→ **Set exercise**
Copy the entries from the line with "Target: black tank top" to the line with "[(463, 854)]", changing "green tree" to "leafy tree" and leaving everything else the same.

→ **Information provided**
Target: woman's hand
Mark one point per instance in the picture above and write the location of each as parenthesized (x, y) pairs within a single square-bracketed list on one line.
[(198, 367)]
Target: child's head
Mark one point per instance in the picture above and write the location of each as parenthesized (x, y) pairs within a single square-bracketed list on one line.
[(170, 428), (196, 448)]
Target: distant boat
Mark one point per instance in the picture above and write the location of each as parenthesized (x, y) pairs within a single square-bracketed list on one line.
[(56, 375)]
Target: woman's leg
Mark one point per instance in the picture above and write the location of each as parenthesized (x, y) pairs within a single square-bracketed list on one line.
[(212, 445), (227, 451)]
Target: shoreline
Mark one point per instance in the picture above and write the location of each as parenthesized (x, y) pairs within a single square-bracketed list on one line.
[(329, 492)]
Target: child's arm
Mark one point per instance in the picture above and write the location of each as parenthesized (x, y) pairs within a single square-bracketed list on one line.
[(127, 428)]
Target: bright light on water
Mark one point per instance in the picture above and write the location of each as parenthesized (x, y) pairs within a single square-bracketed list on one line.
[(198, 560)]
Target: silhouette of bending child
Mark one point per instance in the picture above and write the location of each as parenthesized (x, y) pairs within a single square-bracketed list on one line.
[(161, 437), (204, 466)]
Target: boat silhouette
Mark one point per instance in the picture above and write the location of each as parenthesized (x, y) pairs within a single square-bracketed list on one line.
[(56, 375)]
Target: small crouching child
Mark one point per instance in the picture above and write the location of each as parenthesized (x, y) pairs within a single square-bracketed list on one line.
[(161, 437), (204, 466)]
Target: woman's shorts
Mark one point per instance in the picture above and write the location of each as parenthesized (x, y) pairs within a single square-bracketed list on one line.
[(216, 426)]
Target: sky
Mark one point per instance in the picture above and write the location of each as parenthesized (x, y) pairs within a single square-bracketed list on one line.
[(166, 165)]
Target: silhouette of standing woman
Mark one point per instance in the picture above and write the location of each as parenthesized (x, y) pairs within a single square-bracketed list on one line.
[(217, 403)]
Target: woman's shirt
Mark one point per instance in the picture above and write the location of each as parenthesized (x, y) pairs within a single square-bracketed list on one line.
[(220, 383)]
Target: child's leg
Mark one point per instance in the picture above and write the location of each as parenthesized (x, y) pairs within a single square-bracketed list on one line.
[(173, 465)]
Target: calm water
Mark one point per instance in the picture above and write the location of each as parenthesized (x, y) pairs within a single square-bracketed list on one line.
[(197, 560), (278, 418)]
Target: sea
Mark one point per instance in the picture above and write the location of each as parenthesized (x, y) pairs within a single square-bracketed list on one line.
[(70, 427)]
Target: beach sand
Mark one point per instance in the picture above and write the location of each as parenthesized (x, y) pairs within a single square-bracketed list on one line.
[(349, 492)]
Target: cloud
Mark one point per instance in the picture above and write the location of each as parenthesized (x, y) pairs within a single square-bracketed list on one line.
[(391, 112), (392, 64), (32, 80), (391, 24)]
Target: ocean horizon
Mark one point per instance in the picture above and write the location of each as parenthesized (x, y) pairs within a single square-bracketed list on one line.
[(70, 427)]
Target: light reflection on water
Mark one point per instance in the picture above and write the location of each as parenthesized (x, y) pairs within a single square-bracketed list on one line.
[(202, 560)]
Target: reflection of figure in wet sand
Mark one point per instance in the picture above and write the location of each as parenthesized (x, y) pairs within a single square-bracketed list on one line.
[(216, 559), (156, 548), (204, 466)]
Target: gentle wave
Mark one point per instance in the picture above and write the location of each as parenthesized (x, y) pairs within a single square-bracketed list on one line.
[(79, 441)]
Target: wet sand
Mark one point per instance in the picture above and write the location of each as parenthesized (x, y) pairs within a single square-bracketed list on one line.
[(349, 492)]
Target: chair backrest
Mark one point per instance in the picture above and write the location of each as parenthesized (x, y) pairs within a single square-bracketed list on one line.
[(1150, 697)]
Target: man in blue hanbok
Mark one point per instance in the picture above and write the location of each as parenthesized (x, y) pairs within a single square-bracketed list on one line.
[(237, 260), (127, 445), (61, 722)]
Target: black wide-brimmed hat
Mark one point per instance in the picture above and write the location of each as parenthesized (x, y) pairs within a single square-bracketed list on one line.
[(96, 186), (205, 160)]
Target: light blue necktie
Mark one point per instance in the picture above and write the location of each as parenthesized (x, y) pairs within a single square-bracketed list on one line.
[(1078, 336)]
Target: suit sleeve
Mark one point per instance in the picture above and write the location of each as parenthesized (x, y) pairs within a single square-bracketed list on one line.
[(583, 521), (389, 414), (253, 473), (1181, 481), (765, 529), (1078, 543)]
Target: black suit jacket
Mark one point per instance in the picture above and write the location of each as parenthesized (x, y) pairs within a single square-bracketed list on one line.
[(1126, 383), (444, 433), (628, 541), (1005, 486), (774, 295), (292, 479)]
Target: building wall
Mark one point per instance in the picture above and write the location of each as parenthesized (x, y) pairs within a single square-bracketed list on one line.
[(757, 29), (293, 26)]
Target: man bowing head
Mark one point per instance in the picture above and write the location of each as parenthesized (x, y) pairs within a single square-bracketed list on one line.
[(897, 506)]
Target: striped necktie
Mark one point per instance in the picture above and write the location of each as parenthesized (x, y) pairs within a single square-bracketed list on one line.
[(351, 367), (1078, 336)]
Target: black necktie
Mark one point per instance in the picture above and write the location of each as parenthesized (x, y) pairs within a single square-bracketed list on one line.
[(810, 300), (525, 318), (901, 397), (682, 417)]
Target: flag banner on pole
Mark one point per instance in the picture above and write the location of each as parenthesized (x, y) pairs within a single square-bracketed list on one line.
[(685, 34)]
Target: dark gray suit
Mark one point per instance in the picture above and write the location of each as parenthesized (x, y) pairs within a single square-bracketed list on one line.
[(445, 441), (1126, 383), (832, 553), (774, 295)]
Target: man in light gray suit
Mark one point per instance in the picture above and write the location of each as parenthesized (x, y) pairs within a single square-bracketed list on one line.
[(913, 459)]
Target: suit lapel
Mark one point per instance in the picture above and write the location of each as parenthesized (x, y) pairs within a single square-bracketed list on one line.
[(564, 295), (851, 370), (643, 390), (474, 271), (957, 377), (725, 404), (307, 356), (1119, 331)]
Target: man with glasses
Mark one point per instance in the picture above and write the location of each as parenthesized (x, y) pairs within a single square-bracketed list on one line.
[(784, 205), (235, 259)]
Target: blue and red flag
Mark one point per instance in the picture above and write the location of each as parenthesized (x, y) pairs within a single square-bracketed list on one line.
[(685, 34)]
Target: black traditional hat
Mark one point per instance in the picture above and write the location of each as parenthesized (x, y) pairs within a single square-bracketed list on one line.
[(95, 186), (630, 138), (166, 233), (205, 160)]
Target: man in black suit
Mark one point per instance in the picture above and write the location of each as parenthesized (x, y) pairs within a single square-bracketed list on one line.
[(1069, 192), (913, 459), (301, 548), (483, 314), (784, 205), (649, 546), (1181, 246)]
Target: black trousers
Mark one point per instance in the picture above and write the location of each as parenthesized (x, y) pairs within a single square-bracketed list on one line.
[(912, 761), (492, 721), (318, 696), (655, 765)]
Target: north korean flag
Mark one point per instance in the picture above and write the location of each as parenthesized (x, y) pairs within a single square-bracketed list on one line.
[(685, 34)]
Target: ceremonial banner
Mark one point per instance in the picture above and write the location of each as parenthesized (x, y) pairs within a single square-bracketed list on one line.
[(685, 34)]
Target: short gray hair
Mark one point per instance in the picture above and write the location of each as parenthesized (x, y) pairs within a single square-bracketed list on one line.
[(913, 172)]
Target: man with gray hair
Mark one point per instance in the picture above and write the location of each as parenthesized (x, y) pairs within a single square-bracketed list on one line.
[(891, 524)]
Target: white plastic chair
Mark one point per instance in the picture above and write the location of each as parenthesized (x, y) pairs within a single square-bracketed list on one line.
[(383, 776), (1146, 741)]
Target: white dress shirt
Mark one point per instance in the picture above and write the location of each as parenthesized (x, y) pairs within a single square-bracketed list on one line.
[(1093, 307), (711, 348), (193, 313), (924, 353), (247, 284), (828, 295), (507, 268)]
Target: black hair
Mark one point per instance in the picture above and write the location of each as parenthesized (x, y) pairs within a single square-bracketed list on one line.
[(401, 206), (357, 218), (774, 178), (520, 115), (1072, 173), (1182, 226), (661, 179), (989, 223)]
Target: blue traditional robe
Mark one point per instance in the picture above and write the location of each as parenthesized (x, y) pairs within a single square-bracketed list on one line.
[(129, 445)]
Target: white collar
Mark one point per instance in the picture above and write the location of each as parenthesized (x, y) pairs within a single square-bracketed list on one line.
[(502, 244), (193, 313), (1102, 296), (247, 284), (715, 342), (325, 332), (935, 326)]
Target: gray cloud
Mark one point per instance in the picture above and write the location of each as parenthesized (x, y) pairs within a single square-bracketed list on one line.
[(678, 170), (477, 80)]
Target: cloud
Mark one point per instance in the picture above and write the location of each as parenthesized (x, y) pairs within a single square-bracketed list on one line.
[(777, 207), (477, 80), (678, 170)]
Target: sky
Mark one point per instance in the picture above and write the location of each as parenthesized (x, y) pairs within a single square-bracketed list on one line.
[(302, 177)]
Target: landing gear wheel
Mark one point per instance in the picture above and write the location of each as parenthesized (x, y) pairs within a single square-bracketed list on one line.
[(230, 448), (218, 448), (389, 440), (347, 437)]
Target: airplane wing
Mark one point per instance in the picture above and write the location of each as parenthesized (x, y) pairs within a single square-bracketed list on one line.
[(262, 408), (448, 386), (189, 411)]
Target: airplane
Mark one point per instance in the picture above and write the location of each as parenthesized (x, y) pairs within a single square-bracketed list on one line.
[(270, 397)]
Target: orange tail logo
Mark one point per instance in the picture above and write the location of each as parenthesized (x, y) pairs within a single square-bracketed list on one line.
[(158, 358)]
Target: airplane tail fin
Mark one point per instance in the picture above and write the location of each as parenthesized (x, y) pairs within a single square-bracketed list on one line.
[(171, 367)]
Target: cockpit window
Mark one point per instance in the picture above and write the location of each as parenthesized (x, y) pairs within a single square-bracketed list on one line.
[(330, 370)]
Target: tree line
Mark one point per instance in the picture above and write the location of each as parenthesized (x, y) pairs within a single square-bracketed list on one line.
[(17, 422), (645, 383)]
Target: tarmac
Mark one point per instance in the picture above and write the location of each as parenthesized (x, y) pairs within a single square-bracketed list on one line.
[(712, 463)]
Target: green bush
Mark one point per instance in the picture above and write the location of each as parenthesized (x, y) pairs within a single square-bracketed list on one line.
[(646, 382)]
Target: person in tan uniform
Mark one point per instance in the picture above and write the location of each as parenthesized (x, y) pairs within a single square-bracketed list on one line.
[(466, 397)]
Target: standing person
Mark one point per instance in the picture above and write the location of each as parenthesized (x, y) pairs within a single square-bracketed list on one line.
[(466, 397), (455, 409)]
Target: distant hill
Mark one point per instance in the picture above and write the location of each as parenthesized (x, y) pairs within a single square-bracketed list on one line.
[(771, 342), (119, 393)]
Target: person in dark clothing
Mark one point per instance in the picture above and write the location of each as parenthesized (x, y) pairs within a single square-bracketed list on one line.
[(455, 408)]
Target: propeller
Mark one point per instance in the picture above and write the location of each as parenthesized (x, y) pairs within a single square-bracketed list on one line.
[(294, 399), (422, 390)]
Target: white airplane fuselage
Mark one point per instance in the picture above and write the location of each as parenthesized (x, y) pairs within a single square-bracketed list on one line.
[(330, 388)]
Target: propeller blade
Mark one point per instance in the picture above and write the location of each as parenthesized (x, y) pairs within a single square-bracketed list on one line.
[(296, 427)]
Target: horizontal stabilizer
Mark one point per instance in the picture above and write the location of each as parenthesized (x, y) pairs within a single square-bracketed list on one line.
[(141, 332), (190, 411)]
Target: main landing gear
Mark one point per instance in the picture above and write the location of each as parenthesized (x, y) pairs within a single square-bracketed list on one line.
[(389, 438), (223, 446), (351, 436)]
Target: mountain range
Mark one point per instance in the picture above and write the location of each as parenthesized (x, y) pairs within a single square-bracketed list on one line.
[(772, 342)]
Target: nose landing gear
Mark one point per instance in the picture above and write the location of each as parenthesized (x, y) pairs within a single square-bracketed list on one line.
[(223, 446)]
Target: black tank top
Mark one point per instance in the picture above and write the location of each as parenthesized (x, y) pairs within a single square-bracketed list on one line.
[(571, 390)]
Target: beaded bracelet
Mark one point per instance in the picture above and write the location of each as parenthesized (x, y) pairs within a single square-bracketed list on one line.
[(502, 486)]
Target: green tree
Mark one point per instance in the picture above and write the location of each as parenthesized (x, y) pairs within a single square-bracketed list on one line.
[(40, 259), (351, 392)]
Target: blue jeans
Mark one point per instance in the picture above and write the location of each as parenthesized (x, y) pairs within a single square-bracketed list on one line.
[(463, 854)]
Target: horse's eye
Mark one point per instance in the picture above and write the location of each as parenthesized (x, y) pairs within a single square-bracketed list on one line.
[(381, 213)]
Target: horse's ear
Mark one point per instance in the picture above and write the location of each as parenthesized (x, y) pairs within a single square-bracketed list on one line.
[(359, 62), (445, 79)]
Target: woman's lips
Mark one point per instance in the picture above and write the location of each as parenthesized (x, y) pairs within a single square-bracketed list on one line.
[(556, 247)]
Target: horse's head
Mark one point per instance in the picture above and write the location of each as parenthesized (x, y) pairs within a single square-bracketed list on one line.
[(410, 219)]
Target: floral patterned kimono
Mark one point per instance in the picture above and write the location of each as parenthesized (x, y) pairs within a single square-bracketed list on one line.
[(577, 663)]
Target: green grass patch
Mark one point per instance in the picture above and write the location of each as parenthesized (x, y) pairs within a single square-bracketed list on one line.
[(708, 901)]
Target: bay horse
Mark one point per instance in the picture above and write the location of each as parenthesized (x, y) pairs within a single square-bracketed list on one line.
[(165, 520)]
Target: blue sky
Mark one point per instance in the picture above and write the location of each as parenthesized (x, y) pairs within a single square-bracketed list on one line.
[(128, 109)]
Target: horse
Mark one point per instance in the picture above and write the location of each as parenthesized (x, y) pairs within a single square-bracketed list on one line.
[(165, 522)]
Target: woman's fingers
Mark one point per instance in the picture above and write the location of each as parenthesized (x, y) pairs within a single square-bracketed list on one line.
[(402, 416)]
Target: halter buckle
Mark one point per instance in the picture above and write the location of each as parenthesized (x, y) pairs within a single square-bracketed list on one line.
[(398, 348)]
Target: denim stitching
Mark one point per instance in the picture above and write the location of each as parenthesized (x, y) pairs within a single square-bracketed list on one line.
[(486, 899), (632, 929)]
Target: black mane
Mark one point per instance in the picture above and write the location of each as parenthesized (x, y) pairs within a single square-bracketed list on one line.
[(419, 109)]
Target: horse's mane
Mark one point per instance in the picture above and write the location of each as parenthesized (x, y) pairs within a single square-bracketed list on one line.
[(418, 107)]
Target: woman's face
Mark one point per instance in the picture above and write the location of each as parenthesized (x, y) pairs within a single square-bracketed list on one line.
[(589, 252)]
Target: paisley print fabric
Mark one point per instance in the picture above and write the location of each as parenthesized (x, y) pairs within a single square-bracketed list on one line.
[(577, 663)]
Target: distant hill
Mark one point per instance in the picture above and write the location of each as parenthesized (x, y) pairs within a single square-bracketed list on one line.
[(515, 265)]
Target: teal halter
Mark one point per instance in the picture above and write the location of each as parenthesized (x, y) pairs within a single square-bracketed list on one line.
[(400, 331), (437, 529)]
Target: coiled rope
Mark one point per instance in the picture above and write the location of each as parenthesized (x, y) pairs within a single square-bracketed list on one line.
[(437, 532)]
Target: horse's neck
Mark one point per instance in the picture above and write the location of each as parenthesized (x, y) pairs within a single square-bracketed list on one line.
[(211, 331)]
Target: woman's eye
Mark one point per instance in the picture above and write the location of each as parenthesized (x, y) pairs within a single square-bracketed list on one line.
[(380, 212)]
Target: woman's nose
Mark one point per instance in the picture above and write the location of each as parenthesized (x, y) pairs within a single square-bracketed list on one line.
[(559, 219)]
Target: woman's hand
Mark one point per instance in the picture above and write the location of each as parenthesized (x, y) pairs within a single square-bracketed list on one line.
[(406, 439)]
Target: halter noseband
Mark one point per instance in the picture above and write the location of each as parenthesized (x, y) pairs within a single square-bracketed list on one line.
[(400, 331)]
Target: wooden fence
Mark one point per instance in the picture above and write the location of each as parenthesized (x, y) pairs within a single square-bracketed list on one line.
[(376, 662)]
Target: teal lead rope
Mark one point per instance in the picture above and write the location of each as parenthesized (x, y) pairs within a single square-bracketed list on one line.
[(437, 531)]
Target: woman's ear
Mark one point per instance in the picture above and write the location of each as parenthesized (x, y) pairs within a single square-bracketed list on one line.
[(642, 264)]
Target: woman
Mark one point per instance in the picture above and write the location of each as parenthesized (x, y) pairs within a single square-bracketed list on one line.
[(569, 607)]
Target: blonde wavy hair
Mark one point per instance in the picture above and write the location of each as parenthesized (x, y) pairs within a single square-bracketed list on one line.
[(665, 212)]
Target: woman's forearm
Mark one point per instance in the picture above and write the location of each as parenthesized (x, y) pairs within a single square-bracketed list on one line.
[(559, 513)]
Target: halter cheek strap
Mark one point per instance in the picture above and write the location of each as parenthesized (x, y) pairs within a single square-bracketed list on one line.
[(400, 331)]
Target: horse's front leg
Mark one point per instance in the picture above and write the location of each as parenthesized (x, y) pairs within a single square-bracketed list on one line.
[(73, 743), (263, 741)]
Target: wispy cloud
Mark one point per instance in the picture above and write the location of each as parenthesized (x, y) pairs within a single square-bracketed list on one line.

→ **Solution**
Target: black tank top
Mark one point per instance in the picture above and write the location of each as parenthesized (x, y) pairs within a single square-bracketed list on one line.
[(571, 390)]
Target: beaded bracelet
Mark one point per instance in the picture above and write the location of each as parenthesized (x, y) pairs within a single square-bracketed list on one line.
[(502, 486)]
Target: leafy tree
Mark one point per instance in the picture above and write the location of each as parenthesized (x, y) pairs within a single square-bracketed list on one line.
[(40, 259), (351, 392)]
Target: blue jeans
Mark one point per instance in the picture above and write the location of each as parenthesized (x, y) pairs within a single square-bracketed list on one line.
[(463, 854)]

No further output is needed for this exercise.